**Exercise directions:**
Return the material below in full and exactly.

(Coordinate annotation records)

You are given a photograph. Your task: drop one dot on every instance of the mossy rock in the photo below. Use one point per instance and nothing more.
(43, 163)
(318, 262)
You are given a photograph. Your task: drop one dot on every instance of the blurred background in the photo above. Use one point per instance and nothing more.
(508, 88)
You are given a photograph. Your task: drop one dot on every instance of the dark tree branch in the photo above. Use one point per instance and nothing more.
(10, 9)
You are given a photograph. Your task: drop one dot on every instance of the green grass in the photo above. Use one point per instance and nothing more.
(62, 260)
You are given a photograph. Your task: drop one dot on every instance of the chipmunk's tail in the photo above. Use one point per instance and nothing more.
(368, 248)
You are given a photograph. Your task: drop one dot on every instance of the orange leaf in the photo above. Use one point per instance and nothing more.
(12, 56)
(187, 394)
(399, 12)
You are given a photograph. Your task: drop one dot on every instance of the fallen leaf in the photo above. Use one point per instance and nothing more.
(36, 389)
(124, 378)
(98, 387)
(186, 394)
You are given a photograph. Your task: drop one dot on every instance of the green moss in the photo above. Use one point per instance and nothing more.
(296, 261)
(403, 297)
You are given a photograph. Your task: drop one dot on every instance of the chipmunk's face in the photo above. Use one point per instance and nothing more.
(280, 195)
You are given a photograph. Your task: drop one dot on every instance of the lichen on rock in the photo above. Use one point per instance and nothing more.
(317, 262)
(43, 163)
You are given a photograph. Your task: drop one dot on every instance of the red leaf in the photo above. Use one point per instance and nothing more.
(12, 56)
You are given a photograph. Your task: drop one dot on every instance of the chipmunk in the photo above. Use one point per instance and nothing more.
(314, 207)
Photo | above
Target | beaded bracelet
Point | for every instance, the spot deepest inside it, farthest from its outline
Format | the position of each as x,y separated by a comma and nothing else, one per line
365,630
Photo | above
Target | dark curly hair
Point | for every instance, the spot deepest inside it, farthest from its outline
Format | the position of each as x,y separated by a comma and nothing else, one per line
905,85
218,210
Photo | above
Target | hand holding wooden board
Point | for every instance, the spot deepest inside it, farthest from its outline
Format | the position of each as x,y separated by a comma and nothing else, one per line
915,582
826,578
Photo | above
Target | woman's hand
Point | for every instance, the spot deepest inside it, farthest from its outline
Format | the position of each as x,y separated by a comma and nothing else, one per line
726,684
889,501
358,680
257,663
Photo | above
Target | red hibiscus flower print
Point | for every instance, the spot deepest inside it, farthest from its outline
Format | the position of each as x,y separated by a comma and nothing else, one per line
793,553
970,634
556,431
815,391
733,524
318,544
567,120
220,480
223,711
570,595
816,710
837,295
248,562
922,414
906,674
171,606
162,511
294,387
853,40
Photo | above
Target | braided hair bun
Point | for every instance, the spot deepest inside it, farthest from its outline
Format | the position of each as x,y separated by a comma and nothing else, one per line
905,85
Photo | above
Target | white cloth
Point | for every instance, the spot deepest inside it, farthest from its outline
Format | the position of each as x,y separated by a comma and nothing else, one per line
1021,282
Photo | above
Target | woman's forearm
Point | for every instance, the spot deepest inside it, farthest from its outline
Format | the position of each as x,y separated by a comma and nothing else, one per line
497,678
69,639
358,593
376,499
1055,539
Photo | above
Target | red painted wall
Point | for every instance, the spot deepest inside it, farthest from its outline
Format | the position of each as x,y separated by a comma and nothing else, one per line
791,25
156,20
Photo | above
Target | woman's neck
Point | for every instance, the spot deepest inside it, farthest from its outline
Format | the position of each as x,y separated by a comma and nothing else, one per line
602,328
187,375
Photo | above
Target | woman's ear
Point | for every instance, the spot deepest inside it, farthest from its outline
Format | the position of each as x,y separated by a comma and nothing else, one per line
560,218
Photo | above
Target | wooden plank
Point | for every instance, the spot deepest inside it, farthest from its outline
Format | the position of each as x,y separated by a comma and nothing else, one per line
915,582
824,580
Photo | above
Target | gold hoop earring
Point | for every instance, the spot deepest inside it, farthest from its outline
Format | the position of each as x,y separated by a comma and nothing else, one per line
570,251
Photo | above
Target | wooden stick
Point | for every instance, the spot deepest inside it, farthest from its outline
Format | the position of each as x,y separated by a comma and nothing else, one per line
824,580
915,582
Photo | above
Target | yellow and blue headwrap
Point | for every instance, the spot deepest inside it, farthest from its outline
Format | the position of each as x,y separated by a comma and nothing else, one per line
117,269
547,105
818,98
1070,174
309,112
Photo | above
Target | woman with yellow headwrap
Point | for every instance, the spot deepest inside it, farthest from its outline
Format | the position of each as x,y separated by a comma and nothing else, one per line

**Reply to the task:**
You are given a photograph. Your task: drop one dot on every instance of the mossy rock in the photo below. Use one point per instance and nothing more.
(43, 163)
(318, 262)
You are given a photograph. Your task: drop one dot on every instance of the blurred background in the photo above. Use one point per instance and nothing more.
(508, 88)
You are given a photograph. Your task: drop one dot on every instance of the dark tree branch in the photo above. Use one point per instance and nothing more.
(10, 9)
You are given a photograph. Your task: drop one dot on every instance of the green grass in the photo above. Use one point per instance and nothing more.
(62, 260)
You are given a photograph. Your task: drop one dot on every instance of the chipmunk's tail in the photo above. Use one point per instance and nothing more.
(368, 248)
You are given a photograph. Your task: drop one dot on every instance of the orange leaf in the photo above. Use one point per instance and nothing more.
(12, 56)
(187, 394)
(399, 12)
You are given a photograph. Your task: drop one dot on every instance of the fallen leaf in the photo above. Use one point per instance and nothing more.
(36, 389)
(124, 378)
(98, 387)
(186, 394)
You are given a photograph. Your task: drop one dot on every instance of the green moss in the photo above. Use one point per instance and nothing more.
(296, 261)
(403, 297)
You are given a photograph. Your task: drop one dot on every instance of the chipmunk's face in the photo above. Use one point per instance and nothing more.
(280, 195)
You are given a photograph. Your task: drop one dot on every instance of the lichen on rock in the photo above. Use one point per instance and nothing more.
(317, 262)
(43, 163)
You are given a photograph. Your task: drop one dot on every instance of the red leaf in the photo above. Use one point per instance and nothing more.
(12, 56)
You are given a photograph. Your task: drop one dot on every instance of the chipmunk in the photo above. Use one point per instance and nothing more.
(314, 207)
Photo | above
Target | beaded bracelet
Point | for every instance, the spot deepest inside it, farthest from its outline
Format | the position of each as x,y separated by a comma and nothing else, one per line
365,630
Photo | above
Target | dark curly hair
Point | for every instance, the spot deepest inside it, farthest from its outline
Format | the position of each as x,y separated by a comma and nothing else, one per line
905,85
218,210
Photo | above
Target | hand holding wooden board
Point | for every instance, the spot deepest inside it, farthest from its outline
Format | the position of each as x,y separated by a comma and nothing else, one per line
915,582
826,578
Photo | above
Target | woman's hand
Point | for every instance, the spot deepest inside it, farthest from its outline
Format | the position of each as x,y separated by a comma and nothing else, one per line
726,684
889,501
358,680
257,663
Photo | above
Target | red hibiscus flower print
Point | for every instance, the spot deepest inside it, farthest from its outline
Format | the position of each as x,y separated by a comma and nothing else, one per line
793,553
970,634
556,431
815,391
733,524
318,544
567,120
220,480
223,711
570,595
816,710
837,295
248,562
922,414
906,674
171,606
162,511
294,387
853,40
Photo | above
Target | braided hair bun
Point | for every instance, the spot deepest inside it, farthest from its outline
Format | the position of each as x,y separated by a comma and nothing else, one per line
905,85
Photo | above
Target | white cloth
Point | for every instance, the spot deepest inside it, farthest from its outline
Format | the position of each as x,y separated by a comma and nothing else, one per line
1021,282
Photo | above
Target | woman's forearm
Point | for every instance, the spot deepest inside it, farthest from its outline
Format | the position of each as x,y separated by a comma and nothing else, one per line
497,678
69,639
358,593
376,499
1055,539
Photo | above
Target | red painted wall
Point | for every instance, the spot deepest inside it, farthest from its outline
Format | the position of each as x,y separated by a comma and nothing else, one per line
791,25
156,20
Photo | above
Target | woman's neck
Point | for every instance, the spot deepest inside it, farthest from its outline
Format | the position of each as x,y separated by a comma and nothing else, one per line
602,328
187,375
Photo | above
Target | woman's ear
Point | for every instance, the spot deepest inside it, farthest from its outline
Format | the position of each as x,y separated by a comma and nothing else, one per line
560,218
Photo | above
Target | wooden plank
Point | for every instance, the spot deepest inside it, farthest from its outline
Format | the position of each as x,y separated by a comma and nothing else, one per line
915,582
824,580
Photo | above
Target | gold hoop earring
Point | for every instance, the spot deepest inside it, farthest from its outline
Format | the position of each as x,y separated by a comma and nothing else, one per line
570,251
Photo | above
Target | wooden stick
Point | for every instance, the spot deepest inside it, farthest from its outline
Format | the position of each as x,y separated by a comma and nothing else, one per line
824,580
915,582
Photo | above
Target | yellow and blue headwrap
Point | for every instance, the spot deepest inside it, farthest from its outline
Format | the position of each as x,y separated by a comma and nothing else, one per line
117,269
547,105
818,98
1070,174
309,112
Photo | above
Target | woman with yellow headwrap
Point | for every instance, the spot deepest inside it, farthest from its outline
Format | the position of each as x,y separated by a comma and nothing else, one per line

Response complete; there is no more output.